**Task statement**:
The expected output is the line bearing "# indicate the innermost point of each instance of the stone" followed by all remaining lines of the records, each restated word for word.

**Data in this exercise**:
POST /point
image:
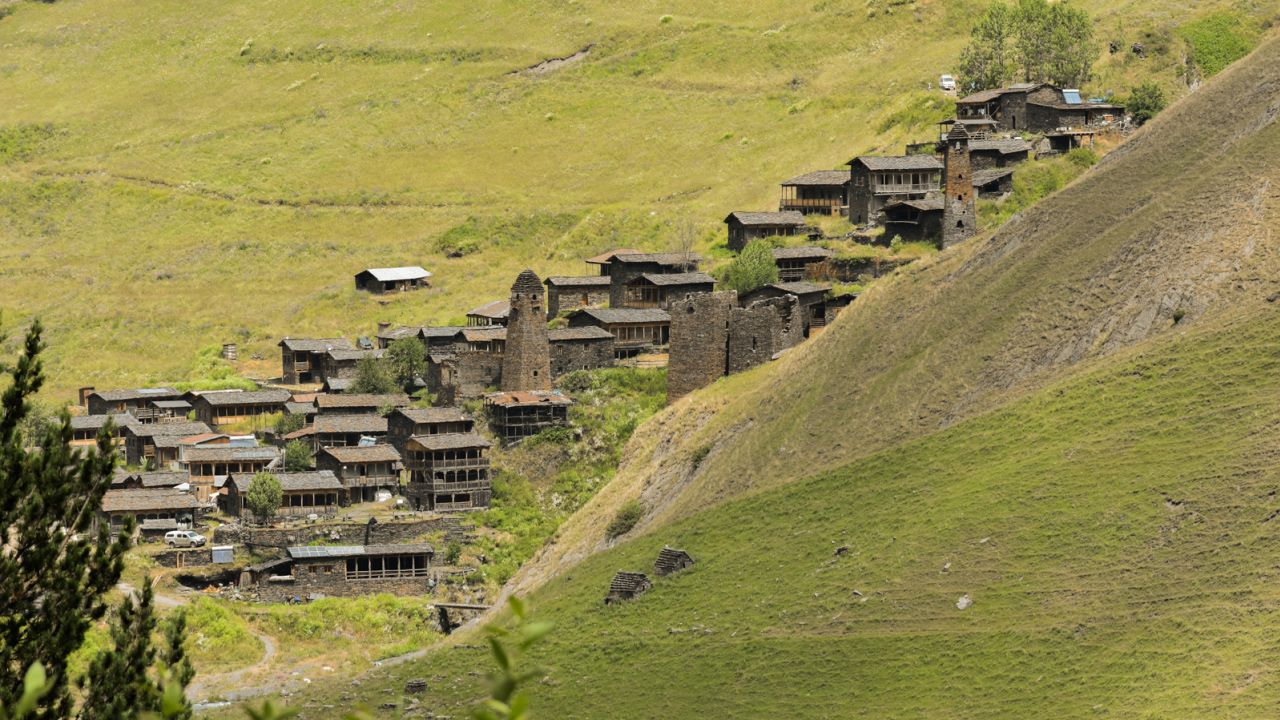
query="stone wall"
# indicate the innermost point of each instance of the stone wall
(581, 355)
(699, 341)
(342, 533)
(763, 329)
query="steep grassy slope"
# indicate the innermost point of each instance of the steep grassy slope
(1098, 478)
(1174, 229)
(181, 174)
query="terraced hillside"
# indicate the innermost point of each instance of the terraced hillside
(176, 176)
(1072, 423)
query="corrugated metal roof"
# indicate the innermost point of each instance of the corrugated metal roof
(393, 274)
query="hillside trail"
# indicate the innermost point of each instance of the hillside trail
(202, 683)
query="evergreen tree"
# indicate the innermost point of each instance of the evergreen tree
(55, 568)
(753, 268)
(263, 496)
(297, 456)
(407, 360)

**Result**:
# indicate the innermost point of each instance of the stone wall
(581, 355)
(699, 341)
(342, 533)
(763, 329)
query="steep grassy slope"
# indicate the innermost point of each instance of the steep grassy slope
(1098, 478)
(1174, 229)
(181, 174)
query="terraced hillside"
# indicate the innermost point of each instance of the terraced hillside
(176, 176)
(1072, 423)
query="corrugated metal roof"
# indicate the innermost point of each instance of the corrugated metal roof
(393, 274)
query="hillside trail"
# indicate the innermost point of each instance of the hillside trail
(202, 683)
query="evergreen tree"
# indicate the innermost point of each instance of the evergreen tree
(55, 568)
(753, 268)
(263, 496)
(297, 456)
(407, 360)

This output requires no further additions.